═════ SUPPLIED ENTRIES
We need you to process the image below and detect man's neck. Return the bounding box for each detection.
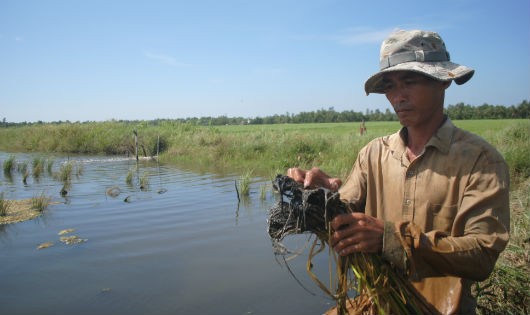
[407,116,447,161]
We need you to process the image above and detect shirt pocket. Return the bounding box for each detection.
[428,204,457,234]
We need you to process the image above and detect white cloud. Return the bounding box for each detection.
[144,52,191,67]
[334,27,396,45]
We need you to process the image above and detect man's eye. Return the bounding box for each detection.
[383,83,394,91]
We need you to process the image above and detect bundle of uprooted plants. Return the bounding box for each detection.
[268,175,433,314]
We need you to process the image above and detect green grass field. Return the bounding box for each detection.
[0,119,530,314]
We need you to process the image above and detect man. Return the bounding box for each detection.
[288,30,510,314]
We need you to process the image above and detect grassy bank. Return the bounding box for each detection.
[0,120,530,314]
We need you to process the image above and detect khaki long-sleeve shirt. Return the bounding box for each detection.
[339,119,510,314]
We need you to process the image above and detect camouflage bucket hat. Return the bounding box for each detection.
[364,30,475,95]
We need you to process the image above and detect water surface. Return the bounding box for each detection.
[0,153,333,314]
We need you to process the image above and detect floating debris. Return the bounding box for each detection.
[59,235,88,245]
[107,186,121,198]
[37,242,55,249]
[268,175,436,314]
[57,229,75,235]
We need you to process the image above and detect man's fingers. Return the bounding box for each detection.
[287,167,306,183]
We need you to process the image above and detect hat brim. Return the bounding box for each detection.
[364,61,475,95]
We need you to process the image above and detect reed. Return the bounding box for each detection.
[125,169,134,186]
[140,172,149,191]
[2,155,16,175]
[31,157,45,178]
[31,193,51,212]
[239,170,253,197]
[0,192,13,217]
[259,185,268,200]
[55,161,74,183]
[46,159,55,175]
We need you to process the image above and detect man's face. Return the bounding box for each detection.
[383,71,450,127]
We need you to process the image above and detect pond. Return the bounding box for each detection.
[0,153,334,315]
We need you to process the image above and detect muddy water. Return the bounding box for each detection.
[0,153,333,314]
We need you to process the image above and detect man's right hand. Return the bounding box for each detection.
[287,167,342,191]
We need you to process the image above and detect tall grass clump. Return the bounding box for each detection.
[2,155,16,175]
[31,157,46,178]
[46,159,55,175]
[140,172,149,191]
[239,170,252,197]
[31,193,51,212]
[495,121,530,178]
[473,178,530,315]
[125,169,134,186]
[55,161,74,183]
[0,192,12,217]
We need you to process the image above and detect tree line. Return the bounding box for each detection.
[2,100,530,127]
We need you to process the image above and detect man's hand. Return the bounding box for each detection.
[287,167,342,191]
[330,212,385,256]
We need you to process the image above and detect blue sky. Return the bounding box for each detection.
[0,0,530,122]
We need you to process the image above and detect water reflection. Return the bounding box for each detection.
[0,153,332,314]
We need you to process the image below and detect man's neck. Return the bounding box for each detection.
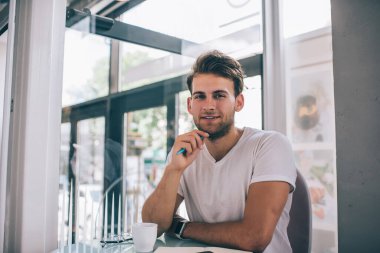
[206,127,243,161]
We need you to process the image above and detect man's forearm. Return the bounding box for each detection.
[183,221,269,252]
[142,166,181,235]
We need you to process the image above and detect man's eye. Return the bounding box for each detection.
[214,94,226,99]
[193,95,204,99]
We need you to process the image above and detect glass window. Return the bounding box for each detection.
[119,43,194,90]
[75,117,105,241]
[123,107,167,231]
[62,29,110,106]
[235,76,263,129]
[58,123,70,242]
[122,0,261,48]
[282,0,338,253]
[120,0,263,90]
[0,31,8,147]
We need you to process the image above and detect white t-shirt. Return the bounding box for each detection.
[175,127,297,253]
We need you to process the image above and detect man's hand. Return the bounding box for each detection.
[168,130,208,172]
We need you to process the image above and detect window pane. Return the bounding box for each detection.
[122,0,261,47]
[76,117,105,241]
[120,0,263,90]
[282,0,338,253]
[235,76,263,129]
[120,43,194,90]
[0,31,8,147]
[123,107,167,231]
[62,26,110,106]
[58,123,70,242]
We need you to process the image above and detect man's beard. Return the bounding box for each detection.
[194,118,234,141]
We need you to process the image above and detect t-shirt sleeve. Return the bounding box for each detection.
[251,132,297,192]
[165,150,184,197]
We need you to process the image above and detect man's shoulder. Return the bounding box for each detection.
[244,127,287,140]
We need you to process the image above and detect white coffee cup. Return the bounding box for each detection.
[132,222,157,252]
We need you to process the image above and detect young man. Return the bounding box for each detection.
[142,51,296,253]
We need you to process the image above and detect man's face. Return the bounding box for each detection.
[187,74,244,140]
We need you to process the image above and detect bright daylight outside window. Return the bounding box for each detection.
[282,0,338,253]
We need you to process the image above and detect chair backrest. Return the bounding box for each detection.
[288,170,311,253]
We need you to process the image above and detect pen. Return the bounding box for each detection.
[176,136,204,155]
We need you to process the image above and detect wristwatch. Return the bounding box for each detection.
[174,220,189,240]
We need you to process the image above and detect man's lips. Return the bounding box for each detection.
[200,115,220,120]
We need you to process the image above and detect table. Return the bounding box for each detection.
[52,235,209,253]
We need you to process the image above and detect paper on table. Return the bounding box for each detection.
[154,247,249,253]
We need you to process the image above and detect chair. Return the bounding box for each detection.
[288,170,312,253]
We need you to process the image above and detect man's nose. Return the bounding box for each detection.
[203,97,216,110]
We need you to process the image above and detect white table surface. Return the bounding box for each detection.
[52,236,209,253]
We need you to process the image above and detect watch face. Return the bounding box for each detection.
[174,221,183,235]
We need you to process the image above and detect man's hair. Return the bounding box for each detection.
[187,50,244,97]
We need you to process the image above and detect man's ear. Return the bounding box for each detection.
[235,93,244,112]
[187,97,192,114]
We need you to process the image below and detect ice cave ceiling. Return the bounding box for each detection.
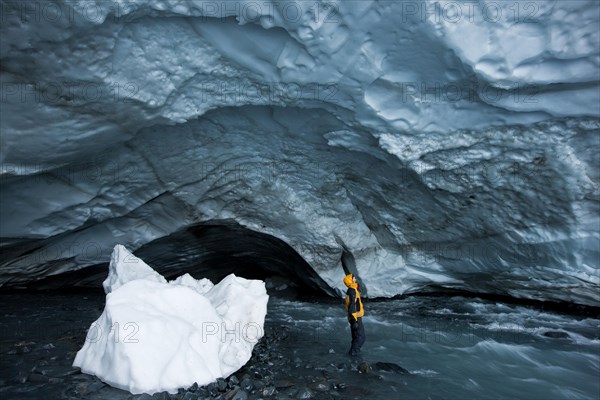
[0,0,600,306]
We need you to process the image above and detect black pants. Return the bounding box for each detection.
[350,318,366,355]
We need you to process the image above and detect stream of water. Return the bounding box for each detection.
[0,292,600,400]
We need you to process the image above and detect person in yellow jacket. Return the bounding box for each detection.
[344,274,366,356]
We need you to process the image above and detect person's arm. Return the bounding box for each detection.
[346,288,357,321]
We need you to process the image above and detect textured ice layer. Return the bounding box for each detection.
[73,246,268,394]
[0,0,600,305]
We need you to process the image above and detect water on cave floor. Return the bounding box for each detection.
[0,292,600,400]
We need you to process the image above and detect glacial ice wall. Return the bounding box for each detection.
[0,0,600,305]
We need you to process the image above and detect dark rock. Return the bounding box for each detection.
[296,387,315,399]
[275,379,294,389]
[357,361,372,374]
[225,388,248,400]
[373,361,410,375]
[27,373,50,383]
[240,378,254,392]
[544,331,570,339]
[217,378,227,392]
[262,386,275,396]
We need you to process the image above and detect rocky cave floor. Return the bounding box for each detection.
[0,292,408,400]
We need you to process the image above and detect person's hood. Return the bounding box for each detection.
[344,274,358,289]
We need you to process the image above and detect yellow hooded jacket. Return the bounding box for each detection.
[344,274,365,320]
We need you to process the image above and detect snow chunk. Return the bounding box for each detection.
[73,245,269,394]
[102,244,167,294]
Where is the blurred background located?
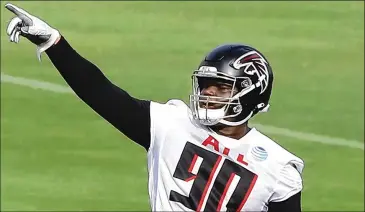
[1,1,364,211]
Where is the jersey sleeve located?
[150,99,187,150]
[269,163,303,202]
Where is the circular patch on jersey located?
[251,146,268,161]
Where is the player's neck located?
[211,123,250,140]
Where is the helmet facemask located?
[190,69,255,126]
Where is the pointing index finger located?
[5,3,32,25]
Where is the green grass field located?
[1,1,364,211]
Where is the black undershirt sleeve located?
[268,192,302,212]
[46,37,151,149]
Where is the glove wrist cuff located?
[37,29,61,61]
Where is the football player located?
[5,4,304,212]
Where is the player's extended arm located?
[268,192,302,212]
[5,4,150,149]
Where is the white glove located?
[5,4,61,60]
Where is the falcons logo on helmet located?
[233,51,269,94]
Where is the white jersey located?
[148,100,304,211]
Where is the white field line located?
══════════
» **WRITTEN REQUEST**
Rewrite the entries from the line with "hood. Return the bounding box for each detection." up to and including the line with "[5,3,32,25]", offsetting every bounding-box coordinate by -56. Leave the pictures out.

» **RESPONSE**
We need you to process the image above and detect person's hood. Return the bounding box for each detection.
[288,218,302,233]
We need you to process the image above and detect yellow hooded jacket. Return the bounding box for each detection.
[288,218,309,264]
We need you to process the image above and detect snow chunk. Return the bounding box for each detection.
[17,189,213,338]
[46,188,111,238]
Where is the blurred background located?
[-55,-55,308,155]
Where is the jersey sleeve located?
[94,43,131,94]
[213,107,247,146]
Where is the circular patch on jersey located?
[195,90,212,105]
Where is the player's neck located?
[155,67,194,84]
Where is the helmet facemask located?
[134,13,199,70]
Where is the pointing index finger located?
[-51,-53,-24,-31]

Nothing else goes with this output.